▶ _WORK INSTRUCTIONS_: All of the records below need to be copied exactly.

* * * *

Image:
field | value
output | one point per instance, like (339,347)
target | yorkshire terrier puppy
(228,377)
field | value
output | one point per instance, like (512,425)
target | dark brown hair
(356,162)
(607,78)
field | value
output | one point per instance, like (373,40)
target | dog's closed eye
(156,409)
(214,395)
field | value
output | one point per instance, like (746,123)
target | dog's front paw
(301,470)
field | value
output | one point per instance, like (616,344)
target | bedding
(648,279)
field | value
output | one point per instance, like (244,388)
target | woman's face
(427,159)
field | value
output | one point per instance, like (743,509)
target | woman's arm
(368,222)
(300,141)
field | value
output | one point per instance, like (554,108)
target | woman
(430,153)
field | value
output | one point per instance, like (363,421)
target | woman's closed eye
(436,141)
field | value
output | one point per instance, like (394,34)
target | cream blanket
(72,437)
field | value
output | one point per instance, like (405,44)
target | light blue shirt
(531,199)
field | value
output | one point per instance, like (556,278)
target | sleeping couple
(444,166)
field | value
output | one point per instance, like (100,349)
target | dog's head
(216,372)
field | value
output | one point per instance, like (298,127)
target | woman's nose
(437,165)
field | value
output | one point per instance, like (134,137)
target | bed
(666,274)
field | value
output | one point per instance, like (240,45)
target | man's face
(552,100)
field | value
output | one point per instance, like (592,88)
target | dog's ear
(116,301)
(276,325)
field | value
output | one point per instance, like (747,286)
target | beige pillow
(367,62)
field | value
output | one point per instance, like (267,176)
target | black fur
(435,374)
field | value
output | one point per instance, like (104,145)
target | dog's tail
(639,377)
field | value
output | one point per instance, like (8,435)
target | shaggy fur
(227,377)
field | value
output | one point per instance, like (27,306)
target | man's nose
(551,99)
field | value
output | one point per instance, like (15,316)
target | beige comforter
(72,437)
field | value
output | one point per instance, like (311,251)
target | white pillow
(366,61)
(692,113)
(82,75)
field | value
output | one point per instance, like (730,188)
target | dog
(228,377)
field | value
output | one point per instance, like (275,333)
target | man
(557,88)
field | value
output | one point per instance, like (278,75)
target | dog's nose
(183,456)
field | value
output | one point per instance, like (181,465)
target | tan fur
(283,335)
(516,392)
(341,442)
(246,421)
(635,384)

* * * *

▶ _SOLVED PROBLEM_:
Image:
field | value
output | one point per instance, like (339,347)
target | yorkshire terrier puppy
(228,377)
field | value
output | one point per instance, like (512,425)
target | dark brown hair
(356,162)
(607,78)
field | value
output | one point per instance, like (373,40)
target | dog's closed eye
(156,409)
(214,395)
field | value
output | one point per instance, like (746,123)
target | dog's front paw
(301,470)
field | value
output | one point per instance, like (616,344)
target | bedding
(648,279)
field | value
output | one point per instance, like (244,388)
target | woman's face
(427,159)
field | value
output | one point per instance, like (743,509)
target | woman's arm
(368,222)
(300,141)
field | value
output | one point per instance, like (554,108)
target | woman
(430,153)
field | value
output | one point per instance, like (363,421)
target | woman's closed eye
(436,141)
field | value
output | one point per instance, like (394,34)
target | cream blanket
(72,437)
field | value
output | one point per instance, like (405,44)
target | light blue shirt
(531,199)
field | value
output | one point per instance, like (556,278)
target | sleeping couple
(444,166)
field | value
output | one point per instance, like (100,349)
target | dog's head
(216,372)
field | value
output | one point per instance, like (298,127)
target | woman's nose
(437,165)
field | value
output | one point per instance, like (134,137)
target | bed
(666,274)
field | value
output | one point per instance, like (240,45)
target | man's face
(552,100)
field | value
output | one point per instance, like (592,88)
target | dog's ear
(116,301)
(276,325)
field | value
output | one point per instance, like (747,286)
target | beige pillow
(367,62)
field | value
output | one point per instance, like (267,176)
target | black fur
(435,374)
field | value
output | one point per instance, like (104,145)
target | dog's tail
(639,377)
field | value
output | one point per instance, like (8,435)
target | shaggy fur
(227,377)
field | value
output | one point per instance, like (27,306)
target | man's nose
(551,99)
field | value
output | one point per instance, like (15,316)
target | beige comforter
(72,437)
field | value
output | one point per instance, like (311,251)
target | white pillow
(366,61)
(692,113)
(82,75)
field | value
output | one point per instance, like (730,188)
target | dog
(228,377)
field | value
output | one point per instance, like (275,333)
target | man
(557,88)
field | value
output | one point per instance, like (278,75)
target | dog's nose
(183,456)
field | value
output | one point per instance, like (181,465)
target | tan fur
(283,335)
(516,392)
(341,442)
(246,421)
(635,384)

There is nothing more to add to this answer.